Here are some records. Copy each one exactly.

+++ Extracted data +++

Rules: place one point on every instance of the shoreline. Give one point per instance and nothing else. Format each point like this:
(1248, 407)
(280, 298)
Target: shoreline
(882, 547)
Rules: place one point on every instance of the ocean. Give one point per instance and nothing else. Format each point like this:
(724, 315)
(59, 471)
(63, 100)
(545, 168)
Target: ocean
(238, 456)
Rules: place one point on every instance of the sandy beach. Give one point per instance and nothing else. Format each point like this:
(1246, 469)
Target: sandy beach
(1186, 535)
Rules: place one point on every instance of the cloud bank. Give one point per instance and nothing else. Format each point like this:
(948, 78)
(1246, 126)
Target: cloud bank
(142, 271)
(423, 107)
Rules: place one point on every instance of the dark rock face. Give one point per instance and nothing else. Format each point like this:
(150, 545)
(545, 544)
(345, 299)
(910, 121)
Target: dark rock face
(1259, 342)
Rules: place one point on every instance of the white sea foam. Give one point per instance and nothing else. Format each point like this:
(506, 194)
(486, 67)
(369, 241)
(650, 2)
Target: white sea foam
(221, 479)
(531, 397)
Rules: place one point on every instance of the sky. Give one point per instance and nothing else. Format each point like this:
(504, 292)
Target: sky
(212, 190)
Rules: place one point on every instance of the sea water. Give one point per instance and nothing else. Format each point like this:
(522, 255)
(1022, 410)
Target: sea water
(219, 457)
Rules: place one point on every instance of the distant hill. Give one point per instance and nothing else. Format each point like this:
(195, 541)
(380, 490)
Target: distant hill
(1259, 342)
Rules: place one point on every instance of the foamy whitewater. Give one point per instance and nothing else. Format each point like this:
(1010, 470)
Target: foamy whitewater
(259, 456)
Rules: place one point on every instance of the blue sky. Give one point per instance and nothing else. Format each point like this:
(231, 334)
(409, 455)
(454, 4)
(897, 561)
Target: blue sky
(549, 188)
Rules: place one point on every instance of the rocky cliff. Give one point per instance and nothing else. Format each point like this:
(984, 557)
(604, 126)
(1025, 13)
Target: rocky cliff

+++

Final result >>
Rules: place one point on every instance of the shoreline. Give one point per instance and nothing else. Format each point like this:
(1248, 407)
(280, 298)
Target: shoreline
(882, 547)
Rules: place one point on every instance of the ocean. Give one point per instance and nothing else. Format each point like this:
(724, 315)
(59, 471)
(63, 100)
(545, 168)
Target: ocean
(238, 456)
Rules: place one point on every instance of the sandy beach. Give one point per instance and nothing else. Format each point like this:
(1246, 469)
Target: sandy beach
(1186, 535)
Rules: place one point on every instance of the cloud bank. Give one point per instance and nothing else. Format each point like this:
(948, 78)
(1246, 126)
Target: cloud bank
(142, 271)
(423, 107)
Rules: place one point on every instance of the dark rock face. Give one point per instance and nothing else. Format each point like this:
(150, 545)
(545, 544)
(345, 299)
(910, 121)
Target: dark rock face
(1259, 342)
Rules: place one point on every instance of the white sea foam. Give one point per instance and nothing else. Format each point like this:
(506, 194)
(486, 67)
(369, 241)
(650, 2)
Target: white sea foam
(221, 479)
(531, 397)
Rules: place one point on every instance of the sky. Give one point per instance and nothing else. Format each point like this:
(504, 292)
Target: sky
(212, 190)
Rules: place one point on every instance of the sea water. Give one point per instance and nothing else. Format each point like this:
(522, 255)
(1022, 410)
Target: sea water
(219, 457)
Rules: place one point on every instance of the distant hill. Give one point per instance and nothing else. Format each point like this:
(195, 541)
(380, 490)
Target: distant hill
(1259, 342)
Rules: place one point on every instance of the foamy whitewater. Give one point per instance and nothing else. Format each point like this:
(1010, 470)
Target: foamy whitewater
(259, 456)
Rules: place one point on every instance of the blue sky. Give one point per instance and nothing else. Format each point like this:
(231, 334)
(409, 455)
(454, 4)
(897, 561)
Target: blue sky
(549, 188)
Rules: place one point on every instance of the rocky cliff. Give one point per instance and nothing else. Format each point like this:
(984, 557)
(604, 126)
(1025, 13)
Target: rocky cliff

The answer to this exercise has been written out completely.